▸ Bagian Dokumen:
----------
Kamis 31 Mar 2022 23:50 WIB

FDEP Serahkan Petisi Dukungan untuk Pengungsi Afghanistan dan Bangsa Lainnya ke UNHCR

Sebagian negara disebut secara terbuka menolak pengungsi Afghanistan.

Pengungsi asal Afghanistan berunjuk rasa di depan kantor Imigrasi Kelas I Khusus Batam, Kepulauan Riau, Rabu (23/2/2022). Mereka menuntut kejelasan mengenai keberangkatan ke negara rujukan karena sudah tinggal selama lebih dari 10 tahun di pengungsian.
Foto: ANTARA/Teguh Prihatna
Pengungsi asal Afghanistan berunjuk rasa di depan kantor Imigrasi Kelas I Khusus Batam, Kepulauan Riau, Rabu (23/2/2022). Mereka menuntut kejelasan mengenai keberangkatan ke negara rujukan karena sudah tinggal selama lebih dari 10 tahun di pengungsian.

REPUBLIKA.CO.ID, JAKARTA -- Komisi Tinggi Persatuan Bangsa-Bangsa (PBB) untuk Pengungsi mencatat setidaknya 6,1 juta warga Afghanistan menjadi pengungsi atau kehilangan tempat tinggal. Perang selama hampir 50 tahun terakhir menjadi penyebab utama jutaan orang Afghanistan mengungsi. 

Ironisnya, aset bangsa miskin itu kini dikuasai secara sepihak oleh sejumlah negara kaya.
----------
Entri set data anotasi
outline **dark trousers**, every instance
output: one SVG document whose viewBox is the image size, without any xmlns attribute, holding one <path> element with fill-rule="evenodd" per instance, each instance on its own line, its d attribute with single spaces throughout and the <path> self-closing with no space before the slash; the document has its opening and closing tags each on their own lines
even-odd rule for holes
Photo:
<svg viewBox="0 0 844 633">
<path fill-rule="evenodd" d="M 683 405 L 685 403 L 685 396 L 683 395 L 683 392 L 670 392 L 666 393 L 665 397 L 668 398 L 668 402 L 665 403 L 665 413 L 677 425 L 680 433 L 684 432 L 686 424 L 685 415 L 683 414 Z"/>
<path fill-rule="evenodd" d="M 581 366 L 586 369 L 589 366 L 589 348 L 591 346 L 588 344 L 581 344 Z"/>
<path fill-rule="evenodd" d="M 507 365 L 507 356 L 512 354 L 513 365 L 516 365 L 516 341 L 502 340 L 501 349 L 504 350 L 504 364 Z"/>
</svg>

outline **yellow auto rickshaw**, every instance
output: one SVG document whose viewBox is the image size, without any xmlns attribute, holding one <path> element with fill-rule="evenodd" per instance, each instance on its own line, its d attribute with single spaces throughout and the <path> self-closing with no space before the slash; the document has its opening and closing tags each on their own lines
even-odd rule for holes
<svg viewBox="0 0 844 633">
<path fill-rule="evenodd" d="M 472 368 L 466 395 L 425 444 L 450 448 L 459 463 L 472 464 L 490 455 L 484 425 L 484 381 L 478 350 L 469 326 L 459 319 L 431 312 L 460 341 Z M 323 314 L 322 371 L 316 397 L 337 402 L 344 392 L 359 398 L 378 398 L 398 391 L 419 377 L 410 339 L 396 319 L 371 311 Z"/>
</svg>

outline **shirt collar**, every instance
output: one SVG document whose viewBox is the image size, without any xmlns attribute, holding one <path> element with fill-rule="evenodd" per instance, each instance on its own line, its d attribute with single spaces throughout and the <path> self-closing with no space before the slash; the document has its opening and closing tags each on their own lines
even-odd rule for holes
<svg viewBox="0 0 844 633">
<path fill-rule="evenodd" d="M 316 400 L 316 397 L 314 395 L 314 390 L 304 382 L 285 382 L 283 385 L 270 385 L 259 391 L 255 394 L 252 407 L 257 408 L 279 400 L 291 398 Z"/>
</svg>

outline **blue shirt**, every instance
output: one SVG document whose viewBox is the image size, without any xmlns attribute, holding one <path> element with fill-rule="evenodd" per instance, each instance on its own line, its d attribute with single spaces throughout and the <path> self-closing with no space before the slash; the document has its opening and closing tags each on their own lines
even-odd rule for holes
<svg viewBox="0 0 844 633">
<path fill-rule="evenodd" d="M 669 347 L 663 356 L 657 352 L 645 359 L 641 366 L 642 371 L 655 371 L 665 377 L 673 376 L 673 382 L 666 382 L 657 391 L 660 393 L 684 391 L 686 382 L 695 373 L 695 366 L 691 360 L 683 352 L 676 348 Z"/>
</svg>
----------
▸ Ketentuan Tugas:
A. Sebutkan semua nama tempat geografis (negara, kota, atau provinsi) yang muncul dalam artikel tentang pengungsi Afghanistan.
B. Saring entri dan salin setiap baris yang mengandung kata "outline". Perhatikan huruf besar dan kecil.

▸ Hasil Latihan:
A. Afghanistan, Batam, Kepulauan Riau, Jakarta

B.
outline **dark trousers**, every instance
outline **yellow auto rickshaw**, every instance
outline **shirt collar**, every instance
outline **blue shirt**, every instance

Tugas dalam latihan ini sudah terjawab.